[Start of section]

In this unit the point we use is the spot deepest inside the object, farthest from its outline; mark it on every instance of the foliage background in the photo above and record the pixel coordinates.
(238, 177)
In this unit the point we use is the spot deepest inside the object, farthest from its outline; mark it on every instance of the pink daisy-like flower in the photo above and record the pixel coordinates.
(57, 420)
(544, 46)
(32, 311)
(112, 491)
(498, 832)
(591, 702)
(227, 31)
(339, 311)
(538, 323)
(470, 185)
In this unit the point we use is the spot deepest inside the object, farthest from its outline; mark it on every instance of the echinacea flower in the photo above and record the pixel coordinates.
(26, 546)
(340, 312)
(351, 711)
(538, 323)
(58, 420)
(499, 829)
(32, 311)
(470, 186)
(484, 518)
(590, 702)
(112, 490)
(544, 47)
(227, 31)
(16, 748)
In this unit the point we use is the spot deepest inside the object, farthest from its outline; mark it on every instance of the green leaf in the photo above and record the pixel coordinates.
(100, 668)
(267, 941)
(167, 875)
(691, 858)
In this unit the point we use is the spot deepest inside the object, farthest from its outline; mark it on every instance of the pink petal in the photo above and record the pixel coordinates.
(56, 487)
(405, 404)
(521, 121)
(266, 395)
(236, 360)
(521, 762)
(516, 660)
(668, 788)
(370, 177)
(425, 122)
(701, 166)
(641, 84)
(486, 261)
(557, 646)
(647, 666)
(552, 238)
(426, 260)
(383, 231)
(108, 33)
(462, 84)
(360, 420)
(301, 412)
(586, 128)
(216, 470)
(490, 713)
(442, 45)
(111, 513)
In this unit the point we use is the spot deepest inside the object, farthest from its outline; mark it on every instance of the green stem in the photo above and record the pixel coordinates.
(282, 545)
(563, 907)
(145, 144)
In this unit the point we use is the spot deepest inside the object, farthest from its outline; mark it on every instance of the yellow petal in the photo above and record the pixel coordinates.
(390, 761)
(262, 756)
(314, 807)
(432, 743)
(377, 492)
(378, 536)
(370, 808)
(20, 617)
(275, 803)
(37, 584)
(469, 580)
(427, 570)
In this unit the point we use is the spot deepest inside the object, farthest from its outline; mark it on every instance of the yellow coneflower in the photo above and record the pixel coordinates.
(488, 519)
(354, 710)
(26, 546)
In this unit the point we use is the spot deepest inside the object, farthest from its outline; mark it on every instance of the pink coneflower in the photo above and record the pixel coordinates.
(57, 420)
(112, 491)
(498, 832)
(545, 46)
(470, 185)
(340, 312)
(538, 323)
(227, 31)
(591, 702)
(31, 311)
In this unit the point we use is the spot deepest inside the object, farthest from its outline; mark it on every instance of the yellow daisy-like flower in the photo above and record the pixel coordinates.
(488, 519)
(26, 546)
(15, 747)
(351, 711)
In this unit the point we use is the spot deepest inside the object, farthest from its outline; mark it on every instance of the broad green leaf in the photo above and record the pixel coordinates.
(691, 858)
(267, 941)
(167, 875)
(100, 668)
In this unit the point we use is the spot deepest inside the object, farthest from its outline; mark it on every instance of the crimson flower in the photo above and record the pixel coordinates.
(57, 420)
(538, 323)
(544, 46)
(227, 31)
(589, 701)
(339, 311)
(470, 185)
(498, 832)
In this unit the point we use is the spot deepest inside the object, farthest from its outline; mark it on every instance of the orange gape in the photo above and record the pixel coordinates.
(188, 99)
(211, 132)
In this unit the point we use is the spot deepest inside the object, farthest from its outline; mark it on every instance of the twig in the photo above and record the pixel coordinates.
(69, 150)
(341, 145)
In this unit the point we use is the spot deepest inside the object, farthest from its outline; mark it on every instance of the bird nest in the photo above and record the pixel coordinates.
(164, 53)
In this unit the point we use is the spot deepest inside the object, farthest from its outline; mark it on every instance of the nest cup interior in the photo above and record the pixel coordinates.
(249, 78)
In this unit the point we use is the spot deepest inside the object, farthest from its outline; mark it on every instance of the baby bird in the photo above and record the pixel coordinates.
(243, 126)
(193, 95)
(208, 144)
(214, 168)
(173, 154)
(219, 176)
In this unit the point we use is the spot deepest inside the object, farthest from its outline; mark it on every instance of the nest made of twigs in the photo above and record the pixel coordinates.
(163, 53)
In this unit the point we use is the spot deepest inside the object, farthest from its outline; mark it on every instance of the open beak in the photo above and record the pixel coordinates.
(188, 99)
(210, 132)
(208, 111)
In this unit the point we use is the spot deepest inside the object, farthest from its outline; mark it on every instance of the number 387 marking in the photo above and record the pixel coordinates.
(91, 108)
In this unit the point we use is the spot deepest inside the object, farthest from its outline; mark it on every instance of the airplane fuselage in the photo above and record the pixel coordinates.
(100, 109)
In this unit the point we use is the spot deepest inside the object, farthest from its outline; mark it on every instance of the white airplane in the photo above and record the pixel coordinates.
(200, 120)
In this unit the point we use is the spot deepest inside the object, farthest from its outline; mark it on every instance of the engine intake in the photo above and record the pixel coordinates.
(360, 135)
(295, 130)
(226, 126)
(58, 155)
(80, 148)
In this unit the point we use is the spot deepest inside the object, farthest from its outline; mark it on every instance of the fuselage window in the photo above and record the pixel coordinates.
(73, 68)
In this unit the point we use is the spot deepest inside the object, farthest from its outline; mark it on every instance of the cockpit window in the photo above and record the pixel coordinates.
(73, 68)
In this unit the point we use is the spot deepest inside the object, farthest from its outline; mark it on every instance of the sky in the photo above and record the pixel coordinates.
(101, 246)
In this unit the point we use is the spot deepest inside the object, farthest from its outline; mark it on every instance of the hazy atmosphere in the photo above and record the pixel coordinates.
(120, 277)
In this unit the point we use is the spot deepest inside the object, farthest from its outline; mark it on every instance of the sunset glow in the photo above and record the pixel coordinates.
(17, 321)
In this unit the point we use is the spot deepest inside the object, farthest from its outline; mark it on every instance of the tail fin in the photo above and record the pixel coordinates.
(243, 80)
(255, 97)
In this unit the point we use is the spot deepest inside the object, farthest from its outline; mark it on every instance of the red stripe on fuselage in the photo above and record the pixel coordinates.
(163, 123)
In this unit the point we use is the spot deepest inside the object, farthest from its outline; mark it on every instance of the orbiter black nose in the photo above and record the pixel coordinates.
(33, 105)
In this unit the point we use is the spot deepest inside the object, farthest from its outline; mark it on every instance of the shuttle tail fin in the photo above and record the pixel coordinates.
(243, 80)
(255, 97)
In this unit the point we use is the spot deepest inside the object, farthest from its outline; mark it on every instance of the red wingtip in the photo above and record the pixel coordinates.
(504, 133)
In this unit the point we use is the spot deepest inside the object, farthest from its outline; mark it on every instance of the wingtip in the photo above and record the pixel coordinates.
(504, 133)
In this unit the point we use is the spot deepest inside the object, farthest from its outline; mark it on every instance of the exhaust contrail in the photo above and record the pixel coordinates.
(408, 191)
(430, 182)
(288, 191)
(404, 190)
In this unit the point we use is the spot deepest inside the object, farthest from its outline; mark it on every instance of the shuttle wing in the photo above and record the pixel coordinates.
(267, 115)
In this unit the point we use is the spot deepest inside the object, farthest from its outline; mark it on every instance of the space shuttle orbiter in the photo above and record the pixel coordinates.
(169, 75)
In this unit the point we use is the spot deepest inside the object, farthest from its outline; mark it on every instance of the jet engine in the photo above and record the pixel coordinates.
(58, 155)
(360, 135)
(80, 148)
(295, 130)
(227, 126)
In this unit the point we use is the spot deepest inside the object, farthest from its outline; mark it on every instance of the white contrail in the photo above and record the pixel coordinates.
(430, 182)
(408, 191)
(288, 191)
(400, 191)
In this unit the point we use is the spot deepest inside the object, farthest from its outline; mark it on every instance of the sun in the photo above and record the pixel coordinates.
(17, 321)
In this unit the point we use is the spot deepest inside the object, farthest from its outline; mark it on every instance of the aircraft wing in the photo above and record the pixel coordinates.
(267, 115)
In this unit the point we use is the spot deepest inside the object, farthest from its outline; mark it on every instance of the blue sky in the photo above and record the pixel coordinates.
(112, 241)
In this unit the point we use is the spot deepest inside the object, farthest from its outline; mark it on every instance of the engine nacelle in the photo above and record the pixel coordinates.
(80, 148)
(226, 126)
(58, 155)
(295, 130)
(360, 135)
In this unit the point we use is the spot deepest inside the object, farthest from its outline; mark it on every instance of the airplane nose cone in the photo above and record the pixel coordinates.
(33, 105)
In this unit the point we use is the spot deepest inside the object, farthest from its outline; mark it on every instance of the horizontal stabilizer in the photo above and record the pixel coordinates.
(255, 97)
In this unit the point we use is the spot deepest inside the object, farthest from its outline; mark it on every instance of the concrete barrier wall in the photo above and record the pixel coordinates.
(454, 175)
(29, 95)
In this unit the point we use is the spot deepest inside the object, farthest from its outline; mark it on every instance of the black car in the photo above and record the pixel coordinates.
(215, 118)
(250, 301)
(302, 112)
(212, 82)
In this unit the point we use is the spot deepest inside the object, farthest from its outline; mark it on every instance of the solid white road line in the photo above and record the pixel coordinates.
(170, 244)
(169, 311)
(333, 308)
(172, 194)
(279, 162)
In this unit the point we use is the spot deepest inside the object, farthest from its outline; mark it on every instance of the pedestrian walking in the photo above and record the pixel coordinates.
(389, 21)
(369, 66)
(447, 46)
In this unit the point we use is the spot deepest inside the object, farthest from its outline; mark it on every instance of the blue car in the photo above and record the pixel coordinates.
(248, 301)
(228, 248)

[End of section]

▸ What the exercise asks: The answer should be an exact copy of the lines from the one containing "of the horizontal" through the last line of the entries, both included.

▸ Reply to the exercise:
In this unit the point we use is the spot deepest inside the object, farthest from its outline; mark it on every instance of the horizontal stabilizer in the photo above and record the pixel coordinates.
(255, 97)
In this unit the point we use is the spot deepest inside the object, farthest from its outline; mark it on every instance of the concrete barrier wall in the photo above and record the pixel coordinates.
(454, 175)
(29, 95)
In this unit the point we use is the spot deepest inside the object, farthest from its outline; mark it on every instance of the black car in the photo above and record the pixel coordinates.
(215, 118)
(250, 301)
(302, 112)
(212, 82)
In this unit the point we use is the spot deepest inside the object, farthest from its outline; mark it on every instance of the solid white road line in the photo above and record the pixel coordinates.
(170, 244)
(169, 311)
(333, 308)
(172, 194)
(279, 162)
In this unit the point we use is the spot deepest inside the object, farthest from its outline; mark it on every instance of the pedestrian walking in the photo above and record the pixel coordinates.
(389, 21)
(369, 66)
(447, 46)
In this unit the point we use is the spot deepest inside the object, farthest from its outline; mark it on every instance of the blue car in the photo above and record the pixel coordinates.
(248, 301)
(228, 248)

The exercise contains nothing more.